Task details – Determine how many lines in the records below contain the string "rock". Reply with that number only.

Data records –
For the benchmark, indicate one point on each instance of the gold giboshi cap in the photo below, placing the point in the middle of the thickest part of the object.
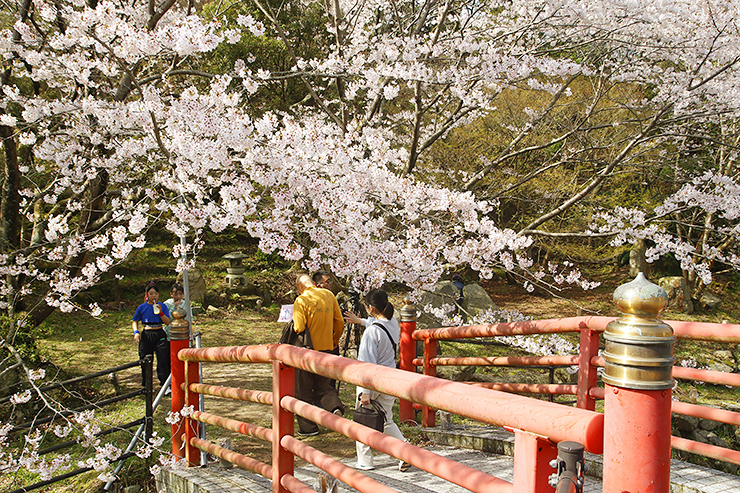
(639, 347)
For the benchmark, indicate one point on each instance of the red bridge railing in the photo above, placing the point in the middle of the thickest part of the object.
(535, 443)
(588, 362)
(634, 433)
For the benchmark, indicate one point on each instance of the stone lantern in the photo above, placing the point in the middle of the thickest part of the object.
(235, 271)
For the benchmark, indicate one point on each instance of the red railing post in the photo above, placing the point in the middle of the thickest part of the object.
(637, 401)
(407, 354)
(192, 454)
(587, 372)
(430, 352)
(283, 383)
(532, 456)
(179, 339)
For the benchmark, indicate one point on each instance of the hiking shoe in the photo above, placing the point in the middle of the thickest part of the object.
(308, 433)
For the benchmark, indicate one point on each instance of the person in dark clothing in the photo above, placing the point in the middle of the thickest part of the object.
(148, 324)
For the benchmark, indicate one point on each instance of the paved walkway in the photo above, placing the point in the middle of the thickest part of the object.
(685, 477)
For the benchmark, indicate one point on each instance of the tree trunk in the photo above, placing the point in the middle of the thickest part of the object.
(637, 258)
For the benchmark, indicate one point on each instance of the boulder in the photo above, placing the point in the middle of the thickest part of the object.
(445, 293)
(679, 296)
(708, 301)
(476, 300)
(724, 356)
(685, 423)
(720, 367)
(709, 425)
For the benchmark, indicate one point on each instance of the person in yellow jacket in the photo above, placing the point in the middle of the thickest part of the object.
(316, 310)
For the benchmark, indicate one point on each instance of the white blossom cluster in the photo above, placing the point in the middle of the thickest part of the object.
(715, 196)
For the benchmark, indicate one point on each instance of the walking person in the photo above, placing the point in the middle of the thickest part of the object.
(317, 311)
(177, 294)
(148, 324)
(378, 346)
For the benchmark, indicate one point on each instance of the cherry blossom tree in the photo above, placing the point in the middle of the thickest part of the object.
(108, 119)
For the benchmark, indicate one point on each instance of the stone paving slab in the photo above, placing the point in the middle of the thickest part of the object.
(685, 477)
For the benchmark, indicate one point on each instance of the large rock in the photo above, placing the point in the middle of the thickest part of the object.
(475, 301)
(679, 296)
(197, 286)
(445, 293)
(708, 301)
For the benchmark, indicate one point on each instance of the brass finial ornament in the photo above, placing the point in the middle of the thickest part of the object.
(408, 312)
(639, 347)
(179, 326)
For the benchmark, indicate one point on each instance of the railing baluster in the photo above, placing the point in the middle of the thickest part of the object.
(430, 352)
(532, 456)
(283, 383)
(587, 374)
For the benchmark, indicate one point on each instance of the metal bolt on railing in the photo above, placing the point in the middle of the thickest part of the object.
(570, 468)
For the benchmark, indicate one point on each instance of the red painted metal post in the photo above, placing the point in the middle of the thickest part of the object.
(283, 383)
(179, 340)
(192, 454)
(532, 456)
(407, 354)
(587, 375)
(430, 352)
(637, 406)
(637, 437)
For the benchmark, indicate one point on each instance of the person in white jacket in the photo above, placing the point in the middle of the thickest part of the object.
(377, 346)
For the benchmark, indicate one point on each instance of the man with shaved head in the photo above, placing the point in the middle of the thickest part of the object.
(317, 311)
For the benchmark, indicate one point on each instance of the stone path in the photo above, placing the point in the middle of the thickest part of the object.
(685, 478)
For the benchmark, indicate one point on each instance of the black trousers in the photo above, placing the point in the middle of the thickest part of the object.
(314, 389)
(155, 342)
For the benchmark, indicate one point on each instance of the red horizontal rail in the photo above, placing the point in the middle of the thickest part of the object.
(684, 330)
(232, 393)
(234, 425)
(713, 414)
(342, 472)
(445, 468)
(597, 392)
(529, 388)
(529, 327)
(708, 376)
(707, 450)
(503, 361)
(547, 419)
(241, 461)
(705, 331)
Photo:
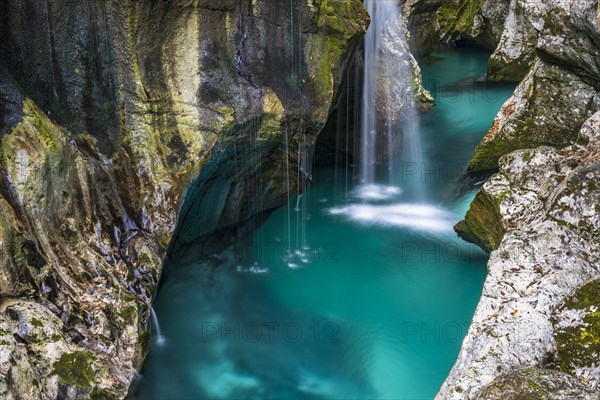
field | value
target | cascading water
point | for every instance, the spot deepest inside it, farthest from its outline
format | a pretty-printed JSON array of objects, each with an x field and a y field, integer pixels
[
  {"x": 160, "y": 340},
  {"x": 388, "y": 110}
]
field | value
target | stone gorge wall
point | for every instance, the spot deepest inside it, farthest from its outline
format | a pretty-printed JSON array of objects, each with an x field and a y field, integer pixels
[
  {"x": 535, "y": 329},
  {"x": 109, "y": 111},
  {"x": 552, "y": 48}
]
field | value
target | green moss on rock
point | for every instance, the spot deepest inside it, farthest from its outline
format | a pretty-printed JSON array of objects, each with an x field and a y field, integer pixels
[
  {"x": 483, "y": 223},
  {"x": 579, "y": 346},
  {"x": 536, "y": 384},
  {"x": 76, "y": 369},
  {"x": 457, "y": 16}
]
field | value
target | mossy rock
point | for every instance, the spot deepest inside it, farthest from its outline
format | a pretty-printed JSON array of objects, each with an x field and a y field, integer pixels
[
  {"x": 579, "y": 346},
  {"x": 483, "y": 223},
  {"x": 457, "y": 16},
  {"x": 537, "y": 384},
  {"x": 76, "y": 369}
]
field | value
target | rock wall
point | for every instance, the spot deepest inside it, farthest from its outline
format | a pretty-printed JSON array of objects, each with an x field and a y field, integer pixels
[
  {"x": 546, "y": 201},
  {"x": 110, "y": 112},
  {"x": 553, "y": 49},
  {"x": 534, "y": 331}
]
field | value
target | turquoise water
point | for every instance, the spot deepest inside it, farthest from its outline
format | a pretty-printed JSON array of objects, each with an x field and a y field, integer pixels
[{"x": 338, "y": 297}]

Answer below – 4